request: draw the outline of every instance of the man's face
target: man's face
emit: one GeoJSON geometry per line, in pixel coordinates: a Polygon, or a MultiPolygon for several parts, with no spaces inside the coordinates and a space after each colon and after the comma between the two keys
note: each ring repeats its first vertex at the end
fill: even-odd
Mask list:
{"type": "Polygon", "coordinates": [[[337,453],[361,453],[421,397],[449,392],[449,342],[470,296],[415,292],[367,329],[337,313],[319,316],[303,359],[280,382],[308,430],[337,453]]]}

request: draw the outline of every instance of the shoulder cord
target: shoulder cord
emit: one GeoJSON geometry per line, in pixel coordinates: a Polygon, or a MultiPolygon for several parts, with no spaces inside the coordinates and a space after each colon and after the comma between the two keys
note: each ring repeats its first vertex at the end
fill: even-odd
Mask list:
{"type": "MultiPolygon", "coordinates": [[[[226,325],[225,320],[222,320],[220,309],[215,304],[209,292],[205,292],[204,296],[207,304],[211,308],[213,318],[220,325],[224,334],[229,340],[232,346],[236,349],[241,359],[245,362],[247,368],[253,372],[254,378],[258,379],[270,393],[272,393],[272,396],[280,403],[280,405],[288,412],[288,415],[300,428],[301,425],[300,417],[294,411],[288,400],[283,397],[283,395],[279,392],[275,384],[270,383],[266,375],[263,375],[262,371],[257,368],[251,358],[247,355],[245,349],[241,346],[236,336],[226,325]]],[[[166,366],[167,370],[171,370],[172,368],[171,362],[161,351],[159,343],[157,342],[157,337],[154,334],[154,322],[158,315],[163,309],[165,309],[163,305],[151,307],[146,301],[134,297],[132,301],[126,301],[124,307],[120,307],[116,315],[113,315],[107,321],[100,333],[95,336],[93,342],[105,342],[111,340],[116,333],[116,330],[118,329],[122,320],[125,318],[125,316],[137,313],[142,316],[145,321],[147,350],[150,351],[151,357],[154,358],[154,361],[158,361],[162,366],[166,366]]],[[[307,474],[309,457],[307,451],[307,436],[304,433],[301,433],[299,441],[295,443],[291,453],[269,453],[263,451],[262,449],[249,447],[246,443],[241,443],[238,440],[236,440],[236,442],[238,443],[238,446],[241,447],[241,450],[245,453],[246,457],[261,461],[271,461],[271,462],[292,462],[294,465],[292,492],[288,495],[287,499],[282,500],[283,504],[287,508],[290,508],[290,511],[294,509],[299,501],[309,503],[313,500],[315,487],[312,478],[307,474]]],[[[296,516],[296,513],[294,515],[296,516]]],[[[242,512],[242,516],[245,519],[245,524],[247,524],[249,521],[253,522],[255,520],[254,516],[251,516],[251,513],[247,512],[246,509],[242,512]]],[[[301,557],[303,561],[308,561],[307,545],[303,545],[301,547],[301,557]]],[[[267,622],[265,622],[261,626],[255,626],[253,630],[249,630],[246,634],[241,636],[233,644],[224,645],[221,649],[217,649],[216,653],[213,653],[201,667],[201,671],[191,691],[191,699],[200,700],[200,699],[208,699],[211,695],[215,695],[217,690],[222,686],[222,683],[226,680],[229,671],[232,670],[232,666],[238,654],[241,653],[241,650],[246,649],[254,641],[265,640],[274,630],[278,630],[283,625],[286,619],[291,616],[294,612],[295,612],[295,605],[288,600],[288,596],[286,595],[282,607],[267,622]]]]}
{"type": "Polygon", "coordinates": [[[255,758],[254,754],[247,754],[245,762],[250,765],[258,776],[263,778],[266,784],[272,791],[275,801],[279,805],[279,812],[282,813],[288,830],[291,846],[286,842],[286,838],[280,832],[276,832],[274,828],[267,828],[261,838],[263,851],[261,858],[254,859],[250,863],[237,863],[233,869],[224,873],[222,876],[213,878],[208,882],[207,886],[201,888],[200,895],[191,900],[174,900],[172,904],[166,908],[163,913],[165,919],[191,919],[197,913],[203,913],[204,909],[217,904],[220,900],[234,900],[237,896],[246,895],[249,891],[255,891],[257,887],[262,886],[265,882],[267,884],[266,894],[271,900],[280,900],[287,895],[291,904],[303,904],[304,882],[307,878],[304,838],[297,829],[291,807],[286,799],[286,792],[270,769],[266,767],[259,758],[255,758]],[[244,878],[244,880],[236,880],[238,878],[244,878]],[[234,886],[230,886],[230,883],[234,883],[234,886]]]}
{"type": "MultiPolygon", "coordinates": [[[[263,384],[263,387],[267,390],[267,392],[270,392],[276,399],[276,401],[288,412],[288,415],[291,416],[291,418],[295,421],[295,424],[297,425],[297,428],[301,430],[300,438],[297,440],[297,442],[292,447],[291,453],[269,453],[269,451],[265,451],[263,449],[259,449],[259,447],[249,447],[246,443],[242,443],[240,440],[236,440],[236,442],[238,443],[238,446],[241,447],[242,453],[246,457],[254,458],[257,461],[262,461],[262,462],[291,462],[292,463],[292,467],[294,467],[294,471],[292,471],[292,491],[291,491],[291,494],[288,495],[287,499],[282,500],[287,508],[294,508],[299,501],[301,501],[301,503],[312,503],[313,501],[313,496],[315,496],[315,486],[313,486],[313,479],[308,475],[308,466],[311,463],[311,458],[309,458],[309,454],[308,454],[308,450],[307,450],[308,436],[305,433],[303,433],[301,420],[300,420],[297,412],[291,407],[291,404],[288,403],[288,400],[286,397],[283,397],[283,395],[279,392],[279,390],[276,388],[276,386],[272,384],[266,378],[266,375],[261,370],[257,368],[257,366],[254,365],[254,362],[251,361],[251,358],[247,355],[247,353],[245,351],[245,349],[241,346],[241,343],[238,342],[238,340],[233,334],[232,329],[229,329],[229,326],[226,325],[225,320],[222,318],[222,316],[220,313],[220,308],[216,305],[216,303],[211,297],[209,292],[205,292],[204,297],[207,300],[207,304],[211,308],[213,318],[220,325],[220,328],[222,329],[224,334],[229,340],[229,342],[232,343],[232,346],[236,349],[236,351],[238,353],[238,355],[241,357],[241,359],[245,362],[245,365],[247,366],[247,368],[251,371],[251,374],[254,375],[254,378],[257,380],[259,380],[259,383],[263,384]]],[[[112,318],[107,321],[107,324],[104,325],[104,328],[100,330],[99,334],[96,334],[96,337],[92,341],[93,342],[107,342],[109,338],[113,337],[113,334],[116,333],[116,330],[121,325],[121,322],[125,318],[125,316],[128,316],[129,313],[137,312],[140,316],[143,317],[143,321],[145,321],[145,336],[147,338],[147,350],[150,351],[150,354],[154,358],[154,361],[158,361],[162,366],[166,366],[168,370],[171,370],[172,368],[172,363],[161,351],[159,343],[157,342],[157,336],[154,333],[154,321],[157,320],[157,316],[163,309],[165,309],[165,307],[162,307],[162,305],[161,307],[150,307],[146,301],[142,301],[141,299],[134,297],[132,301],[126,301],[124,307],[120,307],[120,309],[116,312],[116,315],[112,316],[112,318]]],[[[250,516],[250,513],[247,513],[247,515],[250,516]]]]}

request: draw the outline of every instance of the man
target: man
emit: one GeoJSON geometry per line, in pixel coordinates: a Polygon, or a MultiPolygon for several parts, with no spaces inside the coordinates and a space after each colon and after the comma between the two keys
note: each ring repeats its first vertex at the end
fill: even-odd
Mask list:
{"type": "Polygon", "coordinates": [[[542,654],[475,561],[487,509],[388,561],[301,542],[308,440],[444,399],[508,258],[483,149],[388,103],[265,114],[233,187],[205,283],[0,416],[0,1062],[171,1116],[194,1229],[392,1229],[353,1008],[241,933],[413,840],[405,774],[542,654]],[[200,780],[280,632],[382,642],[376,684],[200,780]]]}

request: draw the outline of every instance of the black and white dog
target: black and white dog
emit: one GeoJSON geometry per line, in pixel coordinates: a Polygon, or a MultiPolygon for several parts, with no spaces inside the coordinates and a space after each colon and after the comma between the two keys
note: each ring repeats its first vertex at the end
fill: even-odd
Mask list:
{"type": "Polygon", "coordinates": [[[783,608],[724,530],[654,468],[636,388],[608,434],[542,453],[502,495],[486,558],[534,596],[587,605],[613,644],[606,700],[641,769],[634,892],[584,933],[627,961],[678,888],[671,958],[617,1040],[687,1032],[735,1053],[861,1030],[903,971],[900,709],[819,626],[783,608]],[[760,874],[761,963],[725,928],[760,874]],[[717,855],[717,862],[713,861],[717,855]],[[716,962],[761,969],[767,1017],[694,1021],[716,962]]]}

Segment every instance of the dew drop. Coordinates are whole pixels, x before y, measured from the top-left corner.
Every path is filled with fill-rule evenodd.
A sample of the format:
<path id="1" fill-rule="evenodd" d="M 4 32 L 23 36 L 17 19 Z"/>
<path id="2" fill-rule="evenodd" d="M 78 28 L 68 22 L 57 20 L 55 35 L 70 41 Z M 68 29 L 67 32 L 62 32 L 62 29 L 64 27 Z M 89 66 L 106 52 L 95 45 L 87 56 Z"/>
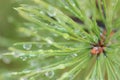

_____

* Directive: Print the data verbatim from the line containing "Segment every instance" through the end of the data, including both ends. Leave out the pictures.

* Task solution:
Segment every instance of the dew drop. Coordinates are whole pixels, x before y, measured from the top-left corner.
Every path is filled with fill-rule evenodd.
A sample of the format:
<path id="1" fill-rule="evenodd" d="M 4 32 L 23 36 L 17 19 Z"/>
<path id="2" fill-rule="evenodd" d="M 78 28 L 68 22 L 57 20 L 55 35 L 70 41 Z M 68 29 L 67 32 L 62 32 L 62 29 L 64 27 Z M 89 66 L 106 52 L 95 45 L 87 56 Z"/>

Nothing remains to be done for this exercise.